- [Request]: Put every line of the material below into a JSON list of strings, one string per line, leaving out blank lines.
## BEGIN Input data
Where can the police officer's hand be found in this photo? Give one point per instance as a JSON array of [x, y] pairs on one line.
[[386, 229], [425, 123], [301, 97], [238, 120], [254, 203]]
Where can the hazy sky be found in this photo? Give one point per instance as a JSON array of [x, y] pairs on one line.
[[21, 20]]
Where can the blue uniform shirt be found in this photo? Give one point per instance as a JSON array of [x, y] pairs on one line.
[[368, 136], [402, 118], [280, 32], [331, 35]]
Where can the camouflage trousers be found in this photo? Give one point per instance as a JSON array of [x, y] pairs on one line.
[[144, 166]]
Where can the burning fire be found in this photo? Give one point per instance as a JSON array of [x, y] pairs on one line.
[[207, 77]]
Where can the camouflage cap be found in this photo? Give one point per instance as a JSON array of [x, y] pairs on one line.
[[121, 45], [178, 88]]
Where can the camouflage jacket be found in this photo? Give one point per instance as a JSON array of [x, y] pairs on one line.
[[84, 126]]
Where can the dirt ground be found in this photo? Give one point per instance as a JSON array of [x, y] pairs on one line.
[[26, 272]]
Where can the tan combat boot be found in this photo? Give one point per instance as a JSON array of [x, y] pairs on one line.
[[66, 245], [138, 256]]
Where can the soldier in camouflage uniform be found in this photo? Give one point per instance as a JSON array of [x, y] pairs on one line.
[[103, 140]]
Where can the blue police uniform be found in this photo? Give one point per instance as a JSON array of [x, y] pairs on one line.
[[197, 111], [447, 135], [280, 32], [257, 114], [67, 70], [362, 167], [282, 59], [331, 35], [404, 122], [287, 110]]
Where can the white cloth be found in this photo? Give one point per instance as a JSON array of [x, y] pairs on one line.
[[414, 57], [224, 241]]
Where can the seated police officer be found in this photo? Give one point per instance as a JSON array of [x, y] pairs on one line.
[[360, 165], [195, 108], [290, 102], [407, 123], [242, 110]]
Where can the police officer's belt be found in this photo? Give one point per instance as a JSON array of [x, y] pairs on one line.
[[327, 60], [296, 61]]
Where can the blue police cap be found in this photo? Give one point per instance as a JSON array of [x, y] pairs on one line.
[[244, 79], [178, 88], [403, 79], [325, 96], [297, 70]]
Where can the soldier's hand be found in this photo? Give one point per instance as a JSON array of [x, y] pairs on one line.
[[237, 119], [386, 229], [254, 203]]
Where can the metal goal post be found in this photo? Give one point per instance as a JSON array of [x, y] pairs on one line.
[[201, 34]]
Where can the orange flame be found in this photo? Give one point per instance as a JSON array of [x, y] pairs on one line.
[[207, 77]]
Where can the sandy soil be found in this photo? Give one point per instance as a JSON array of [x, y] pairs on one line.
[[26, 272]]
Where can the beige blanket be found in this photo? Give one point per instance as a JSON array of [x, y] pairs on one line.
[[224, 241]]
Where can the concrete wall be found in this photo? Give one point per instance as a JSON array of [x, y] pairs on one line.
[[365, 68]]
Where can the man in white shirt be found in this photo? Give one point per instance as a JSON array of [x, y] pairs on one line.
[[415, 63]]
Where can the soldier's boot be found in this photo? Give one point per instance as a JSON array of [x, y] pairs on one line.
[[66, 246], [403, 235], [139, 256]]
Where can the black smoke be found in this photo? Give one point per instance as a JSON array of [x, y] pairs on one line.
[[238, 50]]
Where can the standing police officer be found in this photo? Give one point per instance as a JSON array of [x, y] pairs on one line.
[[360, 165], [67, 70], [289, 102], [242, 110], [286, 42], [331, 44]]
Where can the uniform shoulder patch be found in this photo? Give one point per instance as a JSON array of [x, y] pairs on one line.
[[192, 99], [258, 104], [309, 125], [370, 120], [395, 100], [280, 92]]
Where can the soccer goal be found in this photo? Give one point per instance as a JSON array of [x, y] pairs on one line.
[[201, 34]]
## END Input data
- [Answer to this problem]:
[
  "Where can the police officer's hand be found in this photo? Give one point per instance as a JSON array of [x, y] pairs on one line.",
  "[[386, 229], [425, 123], [301, 97], [238, 120], [254, 203]]",
  "Where can the hazy sky be found in this photo? Give one point per instance as a JSON array of [x, y] pairs on one line.",
  "[[21, 20]]",
  "Where can the blue uniform shirt be found in this photo? Give one point per instance as a JSON array of [x, y] pairs on one line.",
  "[[368, 136], [402, 118], [280, 32], [331, 35]]",
  "Where can the camouflage trousers be found in this photo? Give one point per instance as a JSON array of [x, y] pairs on one line.",
  "[[144, 166]]",
  "Where can the burning fire be found in this photo? Give one point per instance as a JSON array of [x, y] pairs on one line.",
  "[[207, 77]]",
  "Where can the camouflage cap be found in this photo? Give one point per instance as a JSON array of [x, y] pairs on one line.",
  "[[121, 45], [178, 88]]",
  "Where can the camouflage jacket be found in this photo? Give one point per instance as a JSON array of [x, y] pairs on one line.",
  "[[84, 126]]",
  "Where can the dirt ground be found in this photo? Give one point per instance as a JSON array of [x, y] pairs on one line.",
  "[[26, 272]]",
  "Where can the tan combat boot be found in this photo? Give one point per instance as a JSON array of [x, y] pairs on one line.",
  "[[66, 245], [138, 256]]",
  "Where can the soldier in camouflage uniform be found in this photo? Give one point per instance as a JSON array of [x, y] pairs on one line.",
  "[[103, 140]]",
  "Where can the blue police uniform be found in this photo? Give one point per instance as a JSON array of [x, y] pairs on one line.",
  "[[197, 111], [447, 135], [280, 32], [257, 114], [67, 70], [362, 167], [282, 59], [331, 35], [404, 122], [287, 110]]",
  "Where can the white cloth be found in this photo? Give one point per instance as a JSON array of [x, y] pairs on one line.",
  "[[414, 57], [224, 241]]",
  "Where can the seated police officer be found in this photo? Give one point per instance as a JSON array of [x, y] pairs on one line.",
  "[[360, 165], [195, 108], [290, 102], [407, 123], [242, 110]]",
  "Where can the police officer's belt be found in this photo? Give one point per instance as a JSON array of [x, y] pairs on one line.",
  "[[327, 60], [296, 61]]",
  "Where can the blue police cap be found in this photo? Give one point per instance as a JSON array of [x, y] pairs on one line.",
  "[[244, 79], [178, 88], [403, 79], [325, 96], [297, 70]]",
  "Where can the soldier's hand be found in this photo? Give one point per instance as a JSON array of [x, y] pairs on one line.",
  "[[237, 119], [386, 229], [254, 203]]",
  "Where can the metal goal post be found in this photo? Give one point per instance as a JSON array of [x, y] pairs on one line.",
  "[[201, 34]]",
  "Where can the orange flame be found in this photo? Give one point per instance as a JSON array of [x, y] pairs on one line.",
  "[[207, 77]]",
  "Where can the sandy soil be found in this photo? Give one point per instance as a JSON array of [x, y] pairs on one line.",
  "[[26, 272]]",
  "Where can the beige blanket be found in this photo? Give one point per instance as a JSON array of [x, y] pairs on one line.",
  "[[224, 241]]",
  "Where can the concrete wall be found in this photo? Give one point per instance as a JSON array of [x, y] pairs on one line.",
  "[[365, 68]]",
  "Where can the man in white shirt be found in this photo? Give one point per instance as a JSON array of [x, y] pairs on one line.",
  "[[415, 63]]",
  "Where can the soldier's boot be found in this photo? Give one point per instance as a JSON array of [x, y] pairs on one line.",
  "[[66, 246], [403, 235], [139, 256]]",
  "Where can the black smoke be found in this photo? Give one point per instance as a JSON array of [x, y] pairs on one line.",
  "[[238, 50]]",
  "Where can the standing police officer be found in this photo? Give one point per instance as a JSON array of [x, y] pairs on one line.",
  "[[360, 165], [67, 70], [289, 102], [242, 110], [286, 42], [331, 44]]",
  "Where can the uniform shoulder patch be found in this photo? Give one point per instance as a JSON array of [x, y] pairs on one line.",
  "[[192, 99], [258, 104], [309, 125], [370, 120], [395, 100], [280, 92]]",
  "Where can the soccer goal be found in this photo? Give one point per instance as a JSON array of [x, y] pairs on one line.",
  "[[201, 34]]"
]